What to work on: Reproduce the material below word for word, from the line containing "Where in the drawing above does the blue" through the last line, both included.

Given records:

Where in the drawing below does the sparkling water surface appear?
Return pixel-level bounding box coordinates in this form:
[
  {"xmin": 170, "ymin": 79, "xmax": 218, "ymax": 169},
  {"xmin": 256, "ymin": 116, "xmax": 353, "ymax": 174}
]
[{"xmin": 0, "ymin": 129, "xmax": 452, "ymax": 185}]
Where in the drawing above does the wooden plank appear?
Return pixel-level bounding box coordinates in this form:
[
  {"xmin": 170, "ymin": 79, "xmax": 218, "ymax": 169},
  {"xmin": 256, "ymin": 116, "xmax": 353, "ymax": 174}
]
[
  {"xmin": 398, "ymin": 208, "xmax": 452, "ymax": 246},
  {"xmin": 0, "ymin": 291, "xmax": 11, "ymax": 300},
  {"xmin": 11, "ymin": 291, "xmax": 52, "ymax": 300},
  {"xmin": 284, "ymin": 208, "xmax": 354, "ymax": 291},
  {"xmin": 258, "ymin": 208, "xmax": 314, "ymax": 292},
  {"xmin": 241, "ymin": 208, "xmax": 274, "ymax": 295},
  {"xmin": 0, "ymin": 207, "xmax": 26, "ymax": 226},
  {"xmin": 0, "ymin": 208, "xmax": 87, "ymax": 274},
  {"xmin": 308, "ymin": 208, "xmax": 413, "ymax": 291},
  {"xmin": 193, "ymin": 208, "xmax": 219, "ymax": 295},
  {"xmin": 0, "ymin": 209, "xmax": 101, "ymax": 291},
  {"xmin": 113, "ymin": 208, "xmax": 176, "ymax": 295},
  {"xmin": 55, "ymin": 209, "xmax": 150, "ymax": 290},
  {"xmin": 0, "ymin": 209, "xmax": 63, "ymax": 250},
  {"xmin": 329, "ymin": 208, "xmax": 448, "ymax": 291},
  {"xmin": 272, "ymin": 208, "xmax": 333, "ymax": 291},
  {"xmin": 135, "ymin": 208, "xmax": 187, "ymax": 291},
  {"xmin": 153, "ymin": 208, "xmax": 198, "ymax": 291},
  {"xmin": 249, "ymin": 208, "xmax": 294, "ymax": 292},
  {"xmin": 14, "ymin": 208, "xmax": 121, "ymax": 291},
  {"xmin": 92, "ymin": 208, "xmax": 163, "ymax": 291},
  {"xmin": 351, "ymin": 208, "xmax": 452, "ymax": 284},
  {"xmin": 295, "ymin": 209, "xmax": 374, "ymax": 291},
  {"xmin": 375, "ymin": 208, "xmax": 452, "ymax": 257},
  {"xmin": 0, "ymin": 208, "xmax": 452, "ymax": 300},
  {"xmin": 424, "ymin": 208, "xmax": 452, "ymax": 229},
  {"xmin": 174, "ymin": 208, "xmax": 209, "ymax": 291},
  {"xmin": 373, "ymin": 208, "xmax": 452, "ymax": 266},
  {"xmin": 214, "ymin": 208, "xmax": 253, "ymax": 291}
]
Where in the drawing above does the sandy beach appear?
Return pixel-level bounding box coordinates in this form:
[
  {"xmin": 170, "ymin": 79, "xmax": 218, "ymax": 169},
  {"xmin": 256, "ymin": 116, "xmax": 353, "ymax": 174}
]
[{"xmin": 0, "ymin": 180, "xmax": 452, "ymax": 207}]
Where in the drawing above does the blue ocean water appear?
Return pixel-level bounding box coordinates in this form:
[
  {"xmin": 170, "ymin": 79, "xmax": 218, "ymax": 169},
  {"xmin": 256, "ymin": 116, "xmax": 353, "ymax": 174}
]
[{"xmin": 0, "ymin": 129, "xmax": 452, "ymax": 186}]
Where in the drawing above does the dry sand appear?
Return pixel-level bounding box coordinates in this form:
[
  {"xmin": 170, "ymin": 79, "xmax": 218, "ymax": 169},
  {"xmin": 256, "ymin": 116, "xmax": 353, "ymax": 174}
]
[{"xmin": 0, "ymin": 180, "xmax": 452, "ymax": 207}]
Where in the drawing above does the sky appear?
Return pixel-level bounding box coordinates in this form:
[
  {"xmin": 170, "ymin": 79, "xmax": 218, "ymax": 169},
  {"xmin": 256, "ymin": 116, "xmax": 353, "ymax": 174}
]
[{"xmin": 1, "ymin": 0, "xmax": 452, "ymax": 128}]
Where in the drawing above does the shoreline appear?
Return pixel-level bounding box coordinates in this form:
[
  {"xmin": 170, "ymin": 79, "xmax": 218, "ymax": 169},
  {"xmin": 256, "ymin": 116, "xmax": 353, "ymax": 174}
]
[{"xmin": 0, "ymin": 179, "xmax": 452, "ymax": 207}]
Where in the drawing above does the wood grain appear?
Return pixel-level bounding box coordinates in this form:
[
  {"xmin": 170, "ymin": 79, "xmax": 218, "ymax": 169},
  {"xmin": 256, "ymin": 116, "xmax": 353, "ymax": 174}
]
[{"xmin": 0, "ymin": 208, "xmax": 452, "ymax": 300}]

Written response:
Where in the drawing above does the blue ocean water appear?
Return pixel-level bounding box coordinates in this form:
[
  {"xmin": 170, "ymin": 79, "xmax": 218, "ymax": 169},
  {"xmin": 256, "ymin": 116, "xmax": 353, "ymax": 174}
]
[{"xmin": 0, "ymin": 129, "xmax": 452, "ymax": 186}]
Where in the drawing above does the dry sand appear?
Return pixel-level bounding box coordinates in this form:
[
  {"xmin": 170, "ymin": 79, "xmax": 218, "ymax": 169},
  {"xmin": 256, "ymin": 116, "xmax": 353, "ymax": 174}
]
[{"xmin": 0, "ymin": 180, "xmax": 452, "ymax": 207}]
Where in the drawing above does the sky appear?
Return pixel-level bounding box coordinates in this form:
[
  {"xmin": 170, "ymin": 79, "xmax": 218, "ymax": 169},
  {"xmin": 256, "ymin": 116, "xmax": 353, "ymax": 174}
]
[{"xmin": 1, "ymin": 0, "xmax": 452, "ymax": 128}]
Where in the drawing above does the shoreline appear?
Return pixel-level bounding box coordinates in this form:
[
  {"xmin": 170, "ymin": 79, "xmax": 218, "ymax": 169},
  {"xmin": 256, "ymin": 116, "xmax": 353, "ymax": 174}
]
[{"xmin": 0, "ymin": 179, "xmax": 452, "ymax": 207}]
Where in the drawing above does the wood grain appear?
Return pixel-level bounding box coordinates in this form:
[
  {"xmin": 170, "ymin": 79, "xmax": 218, "ymax": 169},
  {"xmin": 256, "ymin": 116, "xmax": 353, "ymax": 174}
]
[{"xmin": 0, "ymin": 208, "xmax": 452, "ymax": 300}]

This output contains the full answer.